[Opening RECORDS FOR PROCESSING section]

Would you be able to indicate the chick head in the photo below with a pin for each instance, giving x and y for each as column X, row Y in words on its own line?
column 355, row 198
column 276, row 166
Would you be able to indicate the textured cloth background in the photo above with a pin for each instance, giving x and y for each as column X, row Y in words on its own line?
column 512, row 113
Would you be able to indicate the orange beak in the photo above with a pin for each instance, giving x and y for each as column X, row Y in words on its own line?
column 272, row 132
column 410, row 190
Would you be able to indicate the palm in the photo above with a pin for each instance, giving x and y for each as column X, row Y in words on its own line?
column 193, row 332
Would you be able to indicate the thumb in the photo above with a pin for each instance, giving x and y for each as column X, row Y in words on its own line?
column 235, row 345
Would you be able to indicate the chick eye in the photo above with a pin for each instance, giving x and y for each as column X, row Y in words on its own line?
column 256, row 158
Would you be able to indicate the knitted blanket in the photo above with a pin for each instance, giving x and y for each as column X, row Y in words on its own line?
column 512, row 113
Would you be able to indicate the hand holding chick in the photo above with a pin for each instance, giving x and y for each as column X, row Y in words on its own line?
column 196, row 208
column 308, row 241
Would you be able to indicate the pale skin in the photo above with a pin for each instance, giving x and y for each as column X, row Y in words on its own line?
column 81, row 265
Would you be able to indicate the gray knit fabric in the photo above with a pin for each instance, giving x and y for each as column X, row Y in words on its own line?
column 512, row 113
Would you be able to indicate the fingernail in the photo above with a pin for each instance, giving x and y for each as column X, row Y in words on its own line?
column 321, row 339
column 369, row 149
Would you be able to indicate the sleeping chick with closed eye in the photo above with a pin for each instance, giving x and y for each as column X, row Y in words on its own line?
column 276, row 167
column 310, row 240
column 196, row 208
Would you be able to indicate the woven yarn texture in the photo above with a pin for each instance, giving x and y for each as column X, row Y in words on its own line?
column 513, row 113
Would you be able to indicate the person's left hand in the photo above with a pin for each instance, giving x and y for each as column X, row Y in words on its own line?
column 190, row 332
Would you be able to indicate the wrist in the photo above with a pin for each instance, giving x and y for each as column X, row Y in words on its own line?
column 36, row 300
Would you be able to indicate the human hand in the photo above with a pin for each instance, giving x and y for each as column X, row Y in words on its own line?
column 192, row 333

[Closing RECORDS FOR PROCESSING section]

▶ [WHAT IS EXPECTED]: Return the material above in full, word for word.

▶ [SOLVED EXERCISE]:
Would you be able to indicate the chick head in the photo below with a pin for each instance, giving x and y for each as column X, row Y in words on its own line?
column 355, row 198
column 276, row 166
Would you be able to indicate the textured cloth background in the photo above with a pin for each instance, giving x and y for each as column X, row Y in words on its own line?
column 512, row 113
Would you be able to indicate the orange beak in the photo above with a pin for each instance, giving x and y for each as column X, row Y in words on its own line?
column 272, row 132
column 410, row 190
Would you be able to indicate the palm in the photo above with a pin for each instance, giving x and y for each as column X, row Y in words on its own line?
column 193, row 332
Would you be able to indicate the thumb in the photo above with a pin for each instance, giving x and y for each as column X, row Y in words on its own line?
column 235, row 345
Would you be able to indicate the chick eye in the photo above with a pin for each instance, giving x and y for each as column X, row Y in words on its own line?
column 256, row 158
Would you be able to indicate the knitted blanket in the photo above with a pin for each instance, giving x and y for each as column X, row Y in words on its own line?
column 512, row 113
Would you be able to indicate the hand holding chick in the photo above with a pin for each instance, giving x and y for each as column X, row Y in words on its own line?
column 196, row 208
column 308, row 241
Would you be able to indicate the pale skin in the photo above with a pin for each instance, giving x and y for each as column X, row Y in words on its own line?
column 81, row 265
Would you be able to indicate the gray knit fabric in the photo above with a pin for each instance, giving x and y for each as column X, row Y in words on its own line?
column 512, row 113
Would you be able to indicate the fingernail in the photo above with a pin for each instance, giving x and y for each as column X, row Y in words on its own line?
column 321, row 339
column 369, row 149
Would you be able to indicate the sleeping chick with closed eye in the photo above with a pin for each instance, giving x and y for each as column X, row Y in words on its own line?
column 276, row 167
column 310, row 240
column 196, row 208
Would you be able to indicate the woven yarn texture in the photo above with a pin for each instance, giving x and y for each as column X, row Y in words on its own line?
column 513, row 113
Would you be able to indicate the person's left hand in the photo above with a pin for each instance, giving x and y for each as column X, row Y in words on its own line?
column 190, row 332
Would you be able to indicate the wrist in the photo above with a pin for each instance, giving x and y for each as column X, row Y in words on its own line?
column 36, row 300
Would you be able to indicate the human hand in the photo above with a pin for each instance, giving x and y for each as column X, row Y in words on its own line?
column 192, row 333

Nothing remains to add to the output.